§ Esercizio assegnato 1: Trasforma in un CSV a due colonne, "testo" e "risposta", i record dall'inizio fino alla riga che contiene "[1234, 150]", compresa. Metti una riga per record, con ogni campo tra virgolette e gli a capo sostituiti da spazi.

§ Testo del documento:
• • • • • • •
Il Rev. Dr. Luca Vona
Un evangelico nel Deserto

Ministro della Christian Universalist Association

martedì 11 agosto 2020

Fermati 1 minuto. Tornare indietro per entrare nel regno dei cieli

Lettura

Matteo 18,1-14

1 In quel momento i discepoli si avvicinarono a Gesù dicendo: «Chi dunque è il più grande nel regno dei cieli?». 2 Allora Gesù chiamò a sé un bambino, lo pose in mezzo a loro e disse: 3 «In verità vi dico: se non vi convertirete e non diventerete come i bambini, non entrerete nel regno dei cieli. 4 Perciò chiunque diventerà piccolo come questo bambino, sarà il più grande nel regno dei cieli.
5 E chi accoglie anche uno solo di questi bambini in nome mio, accoglie me.
• • • • • • •
§ Dati di partenza:
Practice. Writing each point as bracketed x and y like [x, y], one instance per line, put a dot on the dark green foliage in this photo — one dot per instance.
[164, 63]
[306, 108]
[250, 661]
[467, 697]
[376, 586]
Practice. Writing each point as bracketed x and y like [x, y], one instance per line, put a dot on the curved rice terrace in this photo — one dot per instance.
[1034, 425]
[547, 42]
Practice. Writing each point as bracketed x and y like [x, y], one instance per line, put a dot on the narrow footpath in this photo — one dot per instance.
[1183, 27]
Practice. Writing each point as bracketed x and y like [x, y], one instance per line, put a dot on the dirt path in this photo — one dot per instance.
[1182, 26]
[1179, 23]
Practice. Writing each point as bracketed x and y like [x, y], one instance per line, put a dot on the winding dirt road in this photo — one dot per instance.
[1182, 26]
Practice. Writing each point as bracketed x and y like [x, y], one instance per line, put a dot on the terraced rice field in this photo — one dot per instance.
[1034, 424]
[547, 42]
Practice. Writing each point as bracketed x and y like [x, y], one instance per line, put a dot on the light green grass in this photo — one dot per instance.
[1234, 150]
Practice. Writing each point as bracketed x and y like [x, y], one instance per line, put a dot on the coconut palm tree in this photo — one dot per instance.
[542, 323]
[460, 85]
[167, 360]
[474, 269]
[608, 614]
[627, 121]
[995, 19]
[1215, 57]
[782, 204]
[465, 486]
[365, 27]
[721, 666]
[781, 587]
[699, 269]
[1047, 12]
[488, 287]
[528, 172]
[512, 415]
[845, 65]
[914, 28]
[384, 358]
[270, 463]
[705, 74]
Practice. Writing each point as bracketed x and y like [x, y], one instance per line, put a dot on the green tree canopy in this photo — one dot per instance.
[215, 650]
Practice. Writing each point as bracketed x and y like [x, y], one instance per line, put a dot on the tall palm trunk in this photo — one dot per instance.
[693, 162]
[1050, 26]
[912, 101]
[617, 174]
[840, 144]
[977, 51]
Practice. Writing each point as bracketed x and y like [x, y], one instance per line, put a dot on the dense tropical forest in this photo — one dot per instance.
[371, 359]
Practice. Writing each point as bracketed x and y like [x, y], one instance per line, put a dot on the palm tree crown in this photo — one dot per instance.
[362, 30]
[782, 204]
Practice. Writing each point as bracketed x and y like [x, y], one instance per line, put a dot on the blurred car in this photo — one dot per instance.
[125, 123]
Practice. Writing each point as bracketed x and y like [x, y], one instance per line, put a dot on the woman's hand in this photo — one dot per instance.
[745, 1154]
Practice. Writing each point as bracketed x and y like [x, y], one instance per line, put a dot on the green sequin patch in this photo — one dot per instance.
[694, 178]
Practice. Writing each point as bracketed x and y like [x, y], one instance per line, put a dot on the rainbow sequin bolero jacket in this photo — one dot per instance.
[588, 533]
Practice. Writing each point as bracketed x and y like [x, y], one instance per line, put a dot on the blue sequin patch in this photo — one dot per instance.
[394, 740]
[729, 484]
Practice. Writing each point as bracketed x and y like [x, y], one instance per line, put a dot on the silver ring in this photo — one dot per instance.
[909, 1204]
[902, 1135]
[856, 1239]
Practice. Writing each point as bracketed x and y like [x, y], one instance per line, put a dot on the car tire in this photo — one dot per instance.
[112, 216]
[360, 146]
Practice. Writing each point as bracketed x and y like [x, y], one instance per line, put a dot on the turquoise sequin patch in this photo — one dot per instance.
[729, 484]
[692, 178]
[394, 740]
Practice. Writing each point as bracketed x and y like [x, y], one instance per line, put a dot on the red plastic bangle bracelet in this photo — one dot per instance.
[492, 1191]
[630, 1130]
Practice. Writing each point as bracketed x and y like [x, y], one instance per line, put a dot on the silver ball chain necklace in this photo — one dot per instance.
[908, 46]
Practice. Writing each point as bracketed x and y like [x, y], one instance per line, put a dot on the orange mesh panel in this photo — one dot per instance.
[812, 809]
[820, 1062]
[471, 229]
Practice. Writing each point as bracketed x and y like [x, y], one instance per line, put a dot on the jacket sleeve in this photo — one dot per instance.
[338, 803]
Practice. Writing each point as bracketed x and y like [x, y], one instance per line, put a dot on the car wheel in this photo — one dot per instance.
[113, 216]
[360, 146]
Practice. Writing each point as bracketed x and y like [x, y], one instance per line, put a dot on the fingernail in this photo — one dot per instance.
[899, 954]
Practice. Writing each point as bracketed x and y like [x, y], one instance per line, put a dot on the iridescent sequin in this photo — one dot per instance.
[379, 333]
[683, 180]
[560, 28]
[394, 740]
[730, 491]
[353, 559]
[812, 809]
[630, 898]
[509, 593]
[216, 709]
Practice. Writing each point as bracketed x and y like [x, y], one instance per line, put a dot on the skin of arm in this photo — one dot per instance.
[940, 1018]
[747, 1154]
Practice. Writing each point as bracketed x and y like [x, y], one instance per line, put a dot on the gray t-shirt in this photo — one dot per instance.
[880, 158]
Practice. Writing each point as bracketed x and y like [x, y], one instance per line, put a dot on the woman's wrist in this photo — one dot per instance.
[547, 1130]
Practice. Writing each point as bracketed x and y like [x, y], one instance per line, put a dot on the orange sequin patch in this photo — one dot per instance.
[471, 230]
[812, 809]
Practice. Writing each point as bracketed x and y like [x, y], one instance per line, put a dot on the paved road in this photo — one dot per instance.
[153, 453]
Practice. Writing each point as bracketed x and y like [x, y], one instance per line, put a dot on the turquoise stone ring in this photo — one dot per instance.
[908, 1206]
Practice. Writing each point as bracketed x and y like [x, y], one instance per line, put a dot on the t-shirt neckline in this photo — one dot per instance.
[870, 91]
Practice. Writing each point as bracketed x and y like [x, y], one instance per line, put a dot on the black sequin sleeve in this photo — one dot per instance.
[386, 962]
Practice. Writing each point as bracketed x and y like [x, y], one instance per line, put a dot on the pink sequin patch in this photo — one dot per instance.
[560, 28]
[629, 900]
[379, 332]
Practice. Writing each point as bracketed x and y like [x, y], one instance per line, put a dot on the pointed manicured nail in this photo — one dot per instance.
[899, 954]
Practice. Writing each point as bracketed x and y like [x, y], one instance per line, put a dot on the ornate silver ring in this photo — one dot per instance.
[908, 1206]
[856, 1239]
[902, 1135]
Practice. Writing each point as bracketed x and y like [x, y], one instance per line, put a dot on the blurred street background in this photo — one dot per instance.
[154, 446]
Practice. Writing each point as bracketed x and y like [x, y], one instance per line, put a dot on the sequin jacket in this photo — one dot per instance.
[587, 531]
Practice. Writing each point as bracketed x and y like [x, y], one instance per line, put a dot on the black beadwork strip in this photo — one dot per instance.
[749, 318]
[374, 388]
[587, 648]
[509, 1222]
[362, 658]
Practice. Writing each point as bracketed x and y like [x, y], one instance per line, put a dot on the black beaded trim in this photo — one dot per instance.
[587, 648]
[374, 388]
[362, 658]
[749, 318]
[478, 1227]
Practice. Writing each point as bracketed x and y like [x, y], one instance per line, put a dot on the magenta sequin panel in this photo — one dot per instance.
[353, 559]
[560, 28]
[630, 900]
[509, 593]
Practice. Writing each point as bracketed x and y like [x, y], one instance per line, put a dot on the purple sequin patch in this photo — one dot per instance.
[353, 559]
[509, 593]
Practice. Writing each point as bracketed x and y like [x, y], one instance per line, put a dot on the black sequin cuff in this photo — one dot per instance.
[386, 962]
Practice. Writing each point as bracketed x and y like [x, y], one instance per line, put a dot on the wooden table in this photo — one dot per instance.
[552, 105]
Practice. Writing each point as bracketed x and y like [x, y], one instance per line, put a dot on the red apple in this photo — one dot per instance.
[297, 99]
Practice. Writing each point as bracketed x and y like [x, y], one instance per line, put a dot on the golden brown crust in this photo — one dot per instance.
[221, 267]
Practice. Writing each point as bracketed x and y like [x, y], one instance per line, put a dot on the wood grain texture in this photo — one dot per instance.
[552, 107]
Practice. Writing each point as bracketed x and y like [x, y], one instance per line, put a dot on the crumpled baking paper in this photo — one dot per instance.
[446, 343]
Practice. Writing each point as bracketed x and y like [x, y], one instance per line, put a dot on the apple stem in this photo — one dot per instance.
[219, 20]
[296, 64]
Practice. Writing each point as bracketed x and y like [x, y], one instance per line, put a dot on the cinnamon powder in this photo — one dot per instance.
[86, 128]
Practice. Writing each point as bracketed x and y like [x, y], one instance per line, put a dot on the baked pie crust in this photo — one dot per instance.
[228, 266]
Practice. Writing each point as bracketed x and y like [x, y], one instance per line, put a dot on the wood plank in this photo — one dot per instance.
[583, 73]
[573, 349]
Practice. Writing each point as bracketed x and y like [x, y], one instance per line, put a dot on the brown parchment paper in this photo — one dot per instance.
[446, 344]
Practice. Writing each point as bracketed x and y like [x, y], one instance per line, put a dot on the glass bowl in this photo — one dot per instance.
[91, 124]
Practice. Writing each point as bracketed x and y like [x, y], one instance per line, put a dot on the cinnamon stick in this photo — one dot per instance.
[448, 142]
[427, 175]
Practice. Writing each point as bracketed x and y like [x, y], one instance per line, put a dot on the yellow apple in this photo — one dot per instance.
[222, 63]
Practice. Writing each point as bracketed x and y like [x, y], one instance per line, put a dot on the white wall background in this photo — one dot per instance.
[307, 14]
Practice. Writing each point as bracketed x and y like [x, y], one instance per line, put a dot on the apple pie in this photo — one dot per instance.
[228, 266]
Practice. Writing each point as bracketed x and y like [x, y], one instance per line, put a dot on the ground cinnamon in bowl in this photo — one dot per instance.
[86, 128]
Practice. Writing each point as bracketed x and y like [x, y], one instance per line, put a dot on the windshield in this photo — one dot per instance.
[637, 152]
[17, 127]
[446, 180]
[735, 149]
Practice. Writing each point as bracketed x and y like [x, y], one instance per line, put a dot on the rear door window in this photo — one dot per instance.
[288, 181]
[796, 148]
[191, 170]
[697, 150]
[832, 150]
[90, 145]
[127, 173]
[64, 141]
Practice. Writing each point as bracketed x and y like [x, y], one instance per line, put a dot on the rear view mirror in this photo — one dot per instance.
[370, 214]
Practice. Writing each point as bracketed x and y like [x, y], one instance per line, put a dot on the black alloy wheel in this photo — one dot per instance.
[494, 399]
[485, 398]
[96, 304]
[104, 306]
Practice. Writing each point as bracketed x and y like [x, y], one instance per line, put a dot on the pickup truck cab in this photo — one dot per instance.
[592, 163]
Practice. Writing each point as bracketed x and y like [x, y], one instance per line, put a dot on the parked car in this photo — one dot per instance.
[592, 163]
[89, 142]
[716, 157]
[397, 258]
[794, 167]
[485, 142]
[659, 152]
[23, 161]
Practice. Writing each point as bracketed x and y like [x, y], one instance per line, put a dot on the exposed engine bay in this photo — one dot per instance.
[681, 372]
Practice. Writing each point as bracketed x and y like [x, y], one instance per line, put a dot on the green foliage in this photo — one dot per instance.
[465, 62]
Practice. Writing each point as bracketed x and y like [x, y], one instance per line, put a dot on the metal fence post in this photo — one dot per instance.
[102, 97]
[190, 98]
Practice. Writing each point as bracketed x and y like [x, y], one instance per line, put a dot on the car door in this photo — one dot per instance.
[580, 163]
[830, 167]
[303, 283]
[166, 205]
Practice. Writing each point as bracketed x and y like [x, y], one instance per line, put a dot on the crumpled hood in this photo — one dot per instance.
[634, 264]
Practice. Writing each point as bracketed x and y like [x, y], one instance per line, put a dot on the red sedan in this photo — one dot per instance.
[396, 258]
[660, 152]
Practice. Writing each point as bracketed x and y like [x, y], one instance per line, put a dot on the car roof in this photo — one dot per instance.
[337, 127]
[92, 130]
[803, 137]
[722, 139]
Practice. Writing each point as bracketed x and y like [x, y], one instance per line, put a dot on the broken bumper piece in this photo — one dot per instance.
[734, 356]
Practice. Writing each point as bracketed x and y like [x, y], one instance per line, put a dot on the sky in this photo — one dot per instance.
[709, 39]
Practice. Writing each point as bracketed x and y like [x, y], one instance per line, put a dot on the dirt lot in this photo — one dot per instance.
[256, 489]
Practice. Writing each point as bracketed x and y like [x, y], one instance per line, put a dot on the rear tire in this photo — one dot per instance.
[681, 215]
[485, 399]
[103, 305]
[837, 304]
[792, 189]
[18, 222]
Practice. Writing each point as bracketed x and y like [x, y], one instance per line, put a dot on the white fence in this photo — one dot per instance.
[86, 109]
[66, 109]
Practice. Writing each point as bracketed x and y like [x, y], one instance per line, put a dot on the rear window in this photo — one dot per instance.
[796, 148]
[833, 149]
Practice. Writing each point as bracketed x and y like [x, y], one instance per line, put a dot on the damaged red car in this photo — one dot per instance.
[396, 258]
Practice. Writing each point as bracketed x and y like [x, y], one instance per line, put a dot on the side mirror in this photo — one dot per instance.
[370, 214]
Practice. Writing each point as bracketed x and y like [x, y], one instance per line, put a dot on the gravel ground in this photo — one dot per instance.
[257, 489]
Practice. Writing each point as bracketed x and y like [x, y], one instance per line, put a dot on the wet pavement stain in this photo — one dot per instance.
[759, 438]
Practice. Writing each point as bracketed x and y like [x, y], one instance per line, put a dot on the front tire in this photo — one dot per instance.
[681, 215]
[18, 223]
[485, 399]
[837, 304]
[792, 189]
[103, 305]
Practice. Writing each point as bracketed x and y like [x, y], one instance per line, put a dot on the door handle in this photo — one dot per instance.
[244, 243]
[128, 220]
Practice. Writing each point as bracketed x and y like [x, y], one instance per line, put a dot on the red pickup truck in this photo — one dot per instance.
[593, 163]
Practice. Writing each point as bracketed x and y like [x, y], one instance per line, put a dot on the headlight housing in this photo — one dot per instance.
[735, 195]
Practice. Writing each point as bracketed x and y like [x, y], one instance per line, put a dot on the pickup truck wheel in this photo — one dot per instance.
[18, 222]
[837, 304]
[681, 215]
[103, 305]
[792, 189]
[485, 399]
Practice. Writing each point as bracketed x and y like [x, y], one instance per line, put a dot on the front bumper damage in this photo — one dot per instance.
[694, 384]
• • • • • • •
§ Esercizio assegnato 2: Continua il testo sul brano di Matteo 18 da dove si ferma.

§ Risposta 1:
testo,risposta
"Practice. Writing each point as bracketed x and y like [x, y], one instance per line, put a dot on the dark green foliage in this photo — one dot per instance.","[164, 63] [306, 108] [250, 661] [467, 697] [376, 586]"
"Practice. Writing each point as bracketed x and y like [x, y], one instance per line, put a dot on the curved rice terrace in this photo — one dot per instance.","[1034, 425] [547, 42]"
"Practice. Writing each point as bracketed x and y like [x, y], one instance per line, put a dot on the narrow footpath in this photo — one dot per instance.","[1183, 27]"
"Practice. Writing each point as bracketed x and y like [x, y], one instance per line, put a dot on the dirt path in this photo — one dot per instance.","[1182, 26] [1179, 23]"
"Practice. Writing each point as bracketed x and y like [x, y], one instance per line, put a dot on the winding dirt road in this photo — one dot per instance.","[1182, 26]"
"Practice. Writing each point as bracketed x and y like [x, y], one instance per line, put a dot on the terraced rice field in this photo — one dot per instance.","[1034, 424] [547, 42]"
"Practice. Writing each point as bracketed x and y like [x, y], one instance per line, put a dot on the light green grass in this photo — one dot per instance.","[1234, 150]"

§ Risposta 2:
6 Chi invece scandalizza anche uno solo di questi piccoli che credono in me, sarebbe meglio per lui che gli fosse appesa al collo una macina girata da asino, e fosse gettato negli abissi del mare. 7 Guai al mondo per gli scandali! È inevitabile che avvengano scandali, ma guai all'uomo per colpa del quale avviene lo scandalo!
8 Se la tua mano o il tuo piede ti è occasione di scandalo, taglialo e gettalo via da te; è meglio per te entrare nella vita monco o zoppo, che avere due mani o due piedi ed essere gettato nel fuoco eterno. 9 E se il tuo occhio ti è occasione di scandalo, cavalo e gettalo via da te; è meglio per te entrare nella vita con un occhio solo, che avere due occhi ed essere gettato nella Geenna del fuoco.
10 Guardatevi dal disprezzare uno solo di questi piccoli, perché vi dico che i loro angeli nel cielo vedono sempre la faccia del Padre mio che è nei cieli. 11 [È venuto infatti il Figlio dell'uomo a salvare ciò che era perduto].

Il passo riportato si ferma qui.